_DATA TO PROCESS_

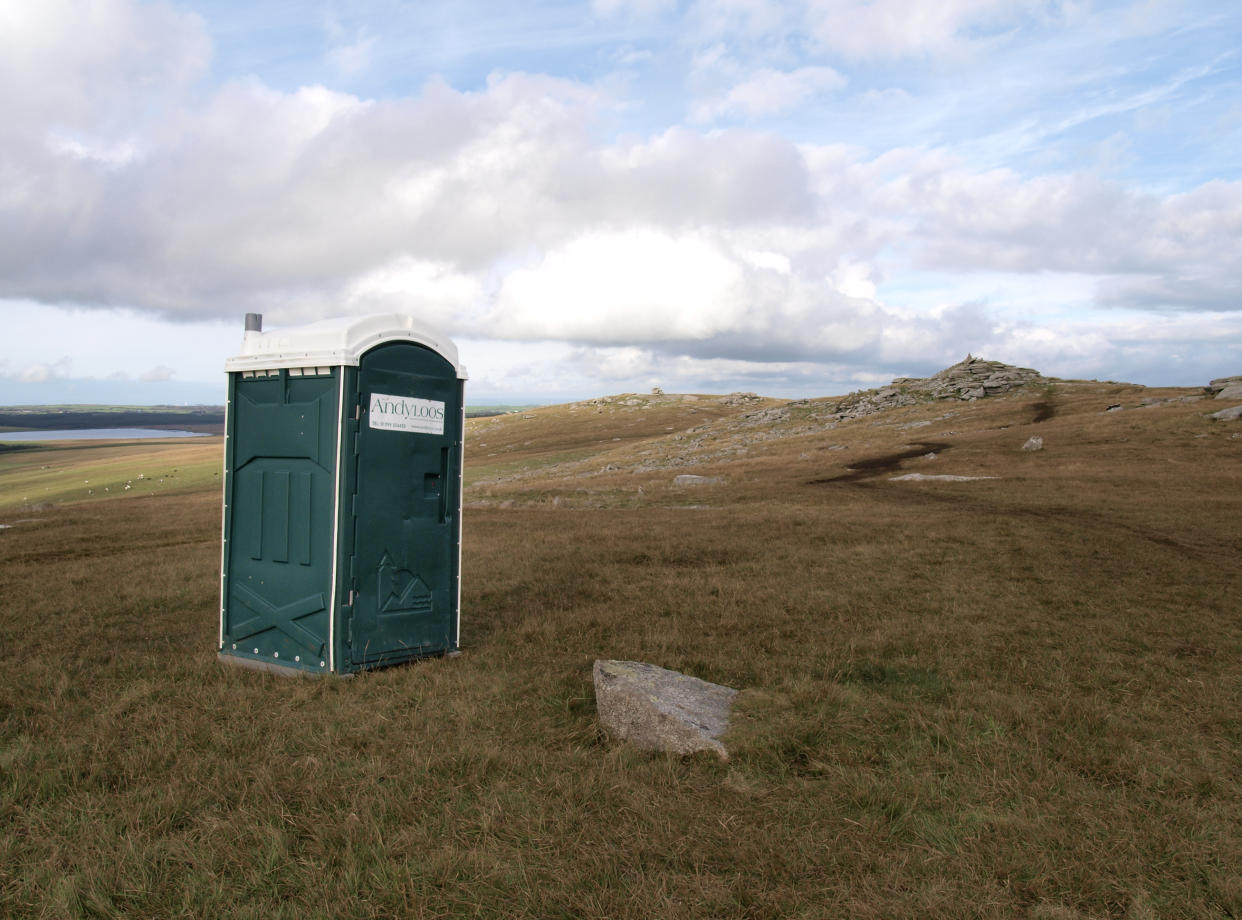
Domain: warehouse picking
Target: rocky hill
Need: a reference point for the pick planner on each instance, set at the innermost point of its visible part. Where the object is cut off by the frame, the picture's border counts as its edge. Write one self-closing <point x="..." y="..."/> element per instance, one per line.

---

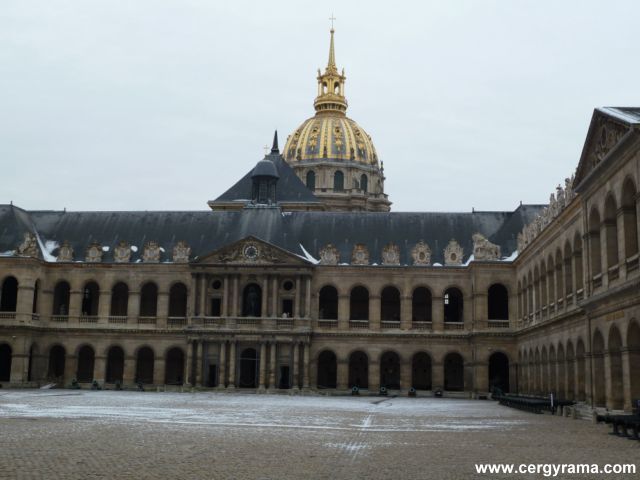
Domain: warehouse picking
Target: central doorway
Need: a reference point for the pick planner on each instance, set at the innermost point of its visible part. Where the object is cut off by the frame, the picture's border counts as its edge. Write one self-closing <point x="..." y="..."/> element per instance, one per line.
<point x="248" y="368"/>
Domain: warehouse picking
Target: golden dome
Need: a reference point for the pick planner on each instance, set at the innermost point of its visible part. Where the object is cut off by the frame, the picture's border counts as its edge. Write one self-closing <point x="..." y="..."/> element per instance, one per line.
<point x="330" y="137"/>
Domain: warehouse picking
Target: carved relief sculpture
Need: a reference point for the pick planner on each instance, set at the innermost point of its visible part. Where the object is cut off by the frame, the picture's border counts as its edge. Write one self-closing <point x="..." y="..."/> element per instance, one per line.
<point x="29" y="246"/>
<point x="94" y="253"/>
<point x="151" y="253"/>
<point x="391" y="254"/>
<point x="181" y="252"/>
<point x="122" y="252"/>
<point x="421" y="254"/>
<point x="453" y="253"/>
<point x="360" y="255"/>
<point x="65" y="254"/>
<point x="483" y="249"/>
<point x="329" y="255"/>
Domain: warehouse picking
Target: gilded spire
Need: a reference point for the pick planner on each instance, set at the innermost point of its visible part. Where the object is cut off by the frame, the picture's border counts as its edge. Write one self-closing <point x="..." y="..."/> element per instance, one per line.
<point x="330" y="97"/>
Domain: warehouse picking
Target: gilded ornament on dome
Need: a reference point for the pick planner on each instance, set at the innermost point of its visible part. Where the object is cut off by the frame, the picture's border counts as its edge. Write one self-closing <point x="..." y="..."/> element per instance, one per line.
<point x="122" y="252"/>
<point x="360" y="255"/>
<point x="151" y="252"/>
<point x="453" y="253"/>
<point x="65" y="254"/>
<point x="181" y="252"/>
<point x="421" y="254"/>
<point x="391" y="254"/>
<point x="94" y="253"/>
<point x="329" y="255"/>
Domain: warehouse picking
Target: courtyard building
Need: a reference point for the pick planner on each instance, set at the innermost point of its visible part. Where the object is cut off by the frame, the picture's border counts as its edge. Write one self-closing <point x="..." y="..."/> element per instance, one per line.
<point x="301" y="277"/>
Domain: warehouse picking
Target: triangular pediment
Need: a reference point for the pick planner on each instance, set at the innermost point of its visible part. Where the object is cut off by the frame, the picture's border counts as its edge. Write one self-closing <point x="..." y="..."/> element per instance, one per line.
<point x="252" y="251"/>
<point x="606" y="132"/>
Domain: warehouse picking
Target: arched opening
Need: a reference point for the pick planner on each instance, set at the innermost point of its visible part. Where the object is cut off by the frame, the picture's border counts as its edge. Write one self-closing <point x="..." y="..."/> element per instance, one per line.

_TASK OBJECTIVE_
Return, unchanged, each line of the data above that contains the string "dome". Matching is case-sensitive.

_FULL SOLUTION_
Target: golden dome
Target: gilded ornament on dome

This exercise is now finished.